* [TASK TO CARRY OUT]:
Show every line in the items below that contains the word "Please".

*** EXERCISE INPUT

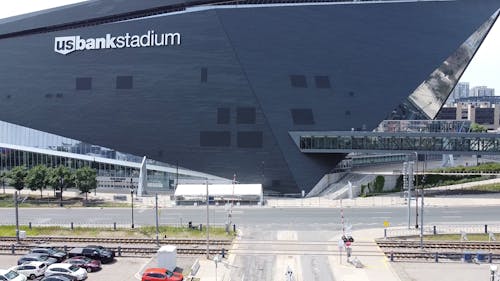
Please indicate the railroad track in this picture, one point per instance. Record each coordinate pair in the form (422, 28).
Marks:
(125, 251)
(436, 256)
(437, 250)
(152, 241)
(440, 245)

******
*** EXERCISE INPUT

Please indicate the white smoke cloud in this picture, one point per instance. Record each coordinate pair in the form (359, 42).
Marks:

******
*** EXERCISE INPUT

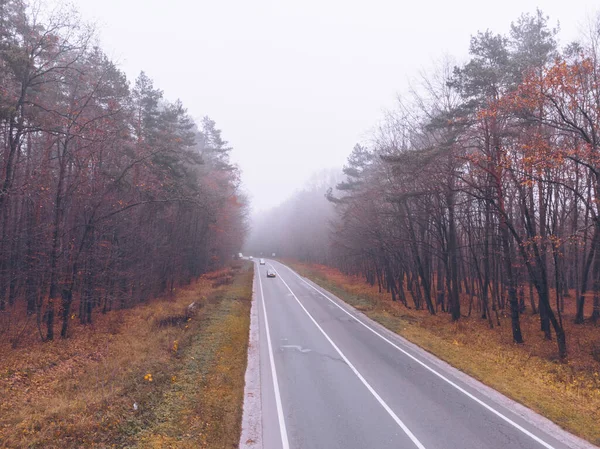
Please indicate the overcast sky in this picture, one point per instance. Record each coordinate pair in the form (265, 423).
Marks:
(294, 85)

******

* [EXERCISE RESULT]:
Please indicate the railroad track in this picture, one point per instance. Record each coordinate pair in the form (422, 28).
Please indicate the white smoke cloud in this picture, one point per instance. Record each coordinate pair in the form (359, 42).
Please indicate the overcast sky in this picture, one point per instance. Record each coordinate pair in the form (265, 423).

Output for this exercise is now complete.